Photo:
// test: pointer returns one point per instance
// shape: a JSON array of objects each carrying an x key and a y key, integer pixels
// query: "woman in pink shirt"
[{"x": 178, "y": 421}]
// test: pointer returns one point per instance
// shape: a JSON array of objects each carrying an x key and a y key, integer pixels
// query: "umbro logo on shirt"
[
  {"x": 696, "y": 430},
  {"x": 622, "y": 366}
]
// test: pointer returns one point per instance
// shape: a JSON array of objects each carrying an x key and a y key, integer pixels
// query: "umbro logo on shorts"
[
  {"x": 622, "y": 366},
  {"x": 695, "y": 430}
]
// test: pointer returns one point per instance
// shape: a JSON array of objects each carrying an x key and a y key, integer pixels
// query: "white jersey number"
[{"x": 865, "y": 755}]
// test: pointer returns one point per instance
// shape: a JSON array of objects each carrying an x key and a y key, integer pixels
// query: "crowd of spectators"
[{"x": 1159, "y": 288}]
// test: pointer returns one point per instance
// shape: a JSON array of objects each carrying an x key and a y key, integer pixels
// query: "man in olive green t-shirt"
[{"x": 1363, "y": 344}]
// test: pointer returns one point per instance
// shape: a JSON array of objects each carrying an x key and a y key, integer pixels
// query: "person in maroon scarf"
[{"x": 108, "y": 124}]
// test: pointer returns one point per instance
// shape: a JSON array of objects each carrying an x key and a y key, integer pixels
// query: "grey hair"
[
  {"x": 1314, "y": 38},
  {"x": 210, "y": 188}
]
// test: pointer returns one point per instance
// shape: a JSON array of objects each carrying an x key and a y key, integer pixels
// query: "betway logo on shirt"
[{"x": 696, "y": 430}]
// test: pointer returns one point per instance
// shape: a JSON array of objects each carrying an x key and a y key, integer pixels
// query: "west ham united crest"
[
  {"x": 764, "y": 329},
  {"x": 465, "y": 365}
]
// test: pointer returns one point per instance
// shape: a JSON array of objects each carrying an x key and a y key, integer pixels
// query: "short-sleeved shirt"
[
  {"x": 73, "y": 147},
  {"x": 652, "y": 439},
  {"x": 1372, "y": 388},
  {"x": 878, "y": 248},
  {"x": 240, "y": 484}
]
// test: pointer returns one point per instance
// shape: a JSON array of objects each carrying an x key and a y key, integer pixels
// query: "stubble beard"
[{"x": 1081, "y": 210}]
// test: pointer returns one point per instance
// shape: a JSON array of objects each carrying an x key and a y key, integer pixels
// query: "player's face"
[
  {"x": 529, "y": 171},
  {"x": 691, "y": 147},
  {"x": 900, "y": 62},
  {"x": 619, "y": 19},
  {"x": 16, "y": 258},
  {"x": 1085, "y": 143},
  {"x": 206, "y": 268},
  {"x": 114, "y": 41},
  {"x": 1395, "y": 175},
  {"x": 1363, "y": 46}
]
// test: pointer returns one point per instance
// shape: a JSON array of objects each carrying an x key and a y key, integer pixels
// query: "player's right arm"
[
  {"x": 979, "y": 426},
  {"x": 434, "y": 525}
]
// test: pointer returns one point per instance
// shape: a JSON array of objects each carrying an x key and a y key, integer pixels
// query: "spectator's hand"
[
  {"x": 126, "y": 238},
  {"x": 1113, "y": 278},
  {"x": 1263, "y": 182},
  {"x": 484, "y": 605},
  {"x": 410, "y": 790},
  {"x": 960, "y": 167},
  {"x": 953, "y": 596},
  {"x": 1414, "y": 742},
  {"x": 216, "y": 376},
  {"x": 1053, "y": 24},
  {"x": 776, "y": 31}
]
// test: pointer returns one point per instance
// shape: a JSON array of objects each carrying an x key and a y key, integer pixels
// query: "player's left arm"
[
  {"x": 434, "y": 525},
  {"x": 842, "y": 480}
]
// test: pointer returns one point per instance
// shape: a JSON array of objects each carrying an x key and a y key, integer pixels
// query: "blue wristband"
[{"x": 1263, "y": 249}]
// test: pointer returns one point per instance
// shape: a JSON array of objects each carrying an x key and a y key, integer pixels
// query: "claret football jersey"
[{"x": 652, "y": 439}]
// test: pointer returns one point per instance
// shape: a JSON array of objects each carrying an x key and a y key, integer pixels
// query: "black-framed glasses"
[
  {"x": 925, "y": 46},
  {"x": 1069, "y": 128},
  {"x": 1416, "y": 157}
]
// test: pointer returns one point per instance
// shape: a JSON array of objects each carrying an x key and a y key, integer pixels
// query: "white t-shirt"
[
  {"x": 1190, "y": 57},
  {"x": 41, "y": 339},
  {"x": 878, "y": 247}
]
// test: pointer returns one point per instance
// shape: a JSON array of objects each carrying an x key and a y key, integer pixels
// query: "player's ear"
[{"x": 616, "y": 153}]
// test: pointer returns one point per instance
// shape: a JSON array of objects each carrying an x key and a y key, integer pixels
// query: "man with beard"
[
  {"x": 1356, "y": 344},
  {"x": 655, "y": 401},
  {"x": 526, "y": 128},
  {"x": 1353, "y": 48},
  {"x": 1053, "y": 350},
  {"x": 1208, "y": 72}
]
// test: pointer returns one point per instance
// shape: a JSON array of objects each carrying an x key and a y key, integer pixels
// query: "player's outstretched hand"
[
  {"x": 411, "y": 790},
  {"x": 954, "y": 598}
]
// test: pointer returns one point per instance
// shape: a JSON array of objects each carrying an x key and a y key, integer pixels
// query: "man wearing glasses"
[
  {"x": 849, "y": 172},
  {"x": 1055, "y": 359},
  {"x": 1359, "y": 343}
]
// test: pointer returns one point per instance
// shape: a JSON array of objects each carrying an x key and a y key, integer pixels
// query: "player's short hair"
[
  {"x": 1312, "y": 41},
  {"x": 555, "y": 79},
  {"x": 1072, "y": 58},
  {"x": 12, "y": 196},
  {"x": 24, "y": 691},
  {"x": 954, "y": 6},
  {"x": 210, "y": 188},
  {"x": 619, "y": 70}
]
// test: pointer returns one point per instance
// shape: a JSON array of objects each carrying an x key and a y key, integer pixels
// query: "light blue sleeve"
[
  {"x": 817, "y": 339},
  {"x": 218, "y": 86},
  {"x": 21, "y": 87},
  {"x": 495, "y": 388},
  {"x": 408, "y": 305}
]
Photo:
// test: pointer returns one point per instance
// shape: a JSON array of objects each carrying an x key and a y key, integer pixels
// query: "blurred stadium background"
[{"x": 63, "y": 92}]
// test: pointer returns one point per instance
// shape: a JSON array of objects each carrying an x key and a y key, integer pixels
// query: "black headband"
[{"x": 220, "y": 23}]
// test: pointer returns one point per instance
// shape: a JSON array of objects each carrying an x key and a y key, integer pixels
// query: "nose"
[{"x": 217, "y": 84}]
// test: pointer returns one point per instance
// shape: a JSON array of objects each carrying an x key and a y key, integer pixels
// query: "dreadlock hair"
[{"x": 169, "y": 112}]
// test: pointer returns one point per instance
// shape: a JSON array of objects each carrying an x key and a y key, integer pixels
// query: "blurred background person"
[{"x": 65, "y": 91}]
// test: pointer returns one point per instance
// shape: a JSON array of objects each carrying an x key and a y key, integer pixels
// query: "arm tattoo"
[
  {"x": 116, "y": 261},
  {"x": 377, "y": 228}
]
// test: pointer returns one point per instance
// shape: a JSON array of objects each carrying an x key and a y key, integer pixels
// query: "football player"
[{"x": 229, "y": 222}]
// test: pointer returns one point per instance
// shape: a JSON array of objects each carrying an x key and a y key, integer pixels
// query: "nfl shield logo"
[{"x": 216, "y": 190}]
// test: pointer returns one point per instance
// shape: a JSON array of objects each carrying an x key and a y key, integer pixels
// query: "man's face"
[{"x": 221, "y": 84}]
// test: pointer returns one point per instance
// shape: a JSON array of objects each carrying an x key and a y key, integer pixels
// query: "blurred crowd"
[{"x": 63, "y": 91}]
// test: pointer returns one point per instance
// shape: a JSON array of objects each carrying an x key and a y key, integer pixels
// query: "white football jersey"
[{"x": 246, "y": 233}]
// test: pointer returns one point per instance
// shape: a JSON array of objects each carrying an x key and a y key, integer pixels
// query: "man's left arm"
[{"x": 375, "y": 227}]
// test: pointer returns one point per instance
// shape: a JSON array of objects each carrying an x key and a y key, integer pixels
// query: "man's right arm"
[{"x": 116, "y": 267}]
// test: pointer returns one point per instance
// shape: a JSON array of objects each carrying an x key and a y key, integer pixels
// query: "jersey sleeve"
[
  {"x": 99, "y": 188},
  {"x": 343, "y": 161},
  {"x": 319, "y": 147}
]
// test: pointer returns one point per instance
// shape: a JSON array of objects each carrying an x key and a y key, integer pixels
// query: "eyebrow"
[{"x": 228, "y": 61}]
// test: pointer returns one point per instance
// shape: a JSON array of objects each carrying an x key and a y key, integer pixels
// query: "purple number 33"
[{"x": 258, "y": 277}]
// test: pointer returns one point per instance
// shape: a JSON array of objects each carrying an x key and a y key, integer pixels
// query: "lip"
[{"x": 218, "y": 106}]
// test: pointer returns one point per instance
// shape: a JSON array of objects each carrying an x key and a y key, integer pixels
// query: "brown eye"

:::::

GIVEN EXERCISE:
Copy out every line of the records above that contains the word "logo", keeping case-sensitive matches only.

ANSWER TO THE TASK:
// query: "umbro logo on shirt"
// query: "umbro logo on shorts"
// query: "betway logo on shirt"
// query: "nfl shield logo"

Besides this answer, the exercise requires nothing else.